What the task requires
Exactly the lines from the first line of the listing through the line containing "Query: green lawn" should appear in the output, unchanged.
── Information given
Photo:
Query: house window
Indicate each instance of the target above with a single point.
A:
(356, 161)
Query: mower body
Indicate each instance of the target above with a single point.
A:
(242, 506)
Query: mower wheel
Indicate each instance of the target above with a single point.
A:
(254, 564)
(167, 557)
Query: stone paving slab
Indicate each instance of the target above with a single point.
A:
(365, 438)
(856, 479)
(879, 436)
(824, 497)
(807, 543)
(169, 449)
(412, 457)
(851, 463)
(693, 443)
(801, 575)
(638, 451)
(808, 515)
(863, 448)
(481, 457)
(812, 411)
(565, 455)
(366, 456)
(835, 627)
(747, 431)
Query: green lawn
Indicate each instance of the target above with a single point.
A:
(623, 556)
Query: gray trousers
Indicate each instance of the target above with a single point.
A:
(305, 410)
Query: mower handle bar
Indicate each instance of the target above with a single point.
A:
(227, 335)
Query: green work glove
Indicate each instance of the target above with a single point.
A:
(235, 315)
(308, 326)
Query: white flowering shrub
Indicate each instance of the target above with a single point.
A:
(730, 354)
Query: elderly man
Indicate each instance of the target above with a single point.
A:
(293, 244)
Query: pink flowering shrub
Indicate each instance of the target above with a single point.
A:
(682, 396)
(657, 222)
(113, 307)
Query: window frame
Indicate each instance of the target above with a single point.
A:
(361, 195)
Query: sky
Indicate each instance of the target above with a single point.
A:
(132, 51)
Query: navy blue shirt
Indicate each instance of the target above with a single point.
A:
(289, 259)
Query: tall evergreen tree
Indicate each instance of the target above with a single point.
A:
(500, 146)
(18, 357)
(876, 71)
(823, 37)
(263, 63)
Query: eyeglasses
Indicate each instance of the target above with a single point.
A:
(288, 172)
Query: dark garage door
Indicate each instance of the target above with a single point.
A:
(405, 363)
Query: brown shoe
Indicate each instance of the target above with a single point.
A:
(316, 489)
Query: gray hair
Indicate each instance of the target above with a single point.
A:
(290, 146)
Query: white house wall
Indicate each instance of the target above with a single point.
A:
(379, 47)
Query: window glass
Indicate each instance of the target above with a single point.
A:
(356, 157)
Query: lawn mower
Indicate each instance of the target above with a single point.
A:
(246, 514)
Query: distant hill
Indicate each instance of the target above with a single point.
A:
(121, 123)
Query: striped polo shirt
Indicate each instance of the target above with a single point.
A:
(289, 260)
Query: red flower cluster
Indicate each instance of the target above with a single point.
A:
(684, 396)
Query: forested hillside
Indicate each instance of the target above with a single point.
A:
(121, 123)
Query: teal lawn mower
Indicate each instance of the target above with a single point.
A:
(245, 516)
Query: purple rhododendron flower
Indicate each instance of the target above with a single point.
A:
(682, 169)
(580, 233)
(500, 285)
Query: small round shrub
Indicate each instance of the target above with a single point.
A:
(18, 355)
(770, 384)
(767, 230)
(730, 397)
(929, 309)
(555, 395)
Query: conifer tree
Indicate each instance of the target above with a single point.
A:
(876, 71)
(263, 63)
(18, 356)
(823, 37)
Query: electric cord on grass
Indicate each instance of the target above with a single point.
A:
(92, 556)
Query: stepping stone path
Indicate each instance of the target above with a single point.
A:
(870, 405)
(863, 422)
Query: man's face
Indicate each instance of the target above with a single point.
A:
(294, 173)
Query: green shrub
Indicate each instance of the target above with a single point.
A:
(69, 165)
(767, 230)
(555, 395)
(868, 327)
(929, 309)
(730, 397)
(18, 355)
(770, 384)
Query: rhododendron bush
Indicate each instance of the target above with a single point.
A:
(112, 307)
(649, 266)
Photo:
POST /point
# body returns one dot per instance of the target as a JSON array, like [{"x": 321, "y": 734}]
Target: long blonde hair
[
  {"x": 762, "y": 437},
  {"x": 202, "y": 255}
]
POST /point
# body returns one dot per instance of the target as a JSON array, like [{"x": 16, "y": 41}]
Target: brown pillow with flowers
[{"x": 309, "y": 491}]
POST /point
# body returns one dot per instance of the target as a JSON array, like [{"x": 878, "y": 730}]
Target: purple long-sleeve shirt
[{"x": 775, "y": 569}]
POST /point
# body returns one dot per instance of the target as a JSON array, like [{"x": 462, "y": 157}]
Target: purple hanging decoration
────
Task answer
Photo:
Query: house window
Indicate each instance of the target above with a single point.
A:
(356, 161)
Query: mower body
Indicate each instance of the target above with a single point.
A:
(242, 506)
Query: mower wheel
Indicate each instance of the target above with a single point.
A:
(254, 564)
(167, 557)
Query: stone paving slab
Indicate each instance of the target above with a single point.
A:
(365, 438)
(856, 479)
(879, 436)
(824, 497)
(807, 543)
(169, 449)
(412, 457)
(851, 463)
(693, 443)
(801, 575)
(638, 451)
(808, 515)
(863, 448)
(481, 457)
(812, 411)
(565, 455)
(366, 456)
(835, 627)
(747, 431)
Query: green lawn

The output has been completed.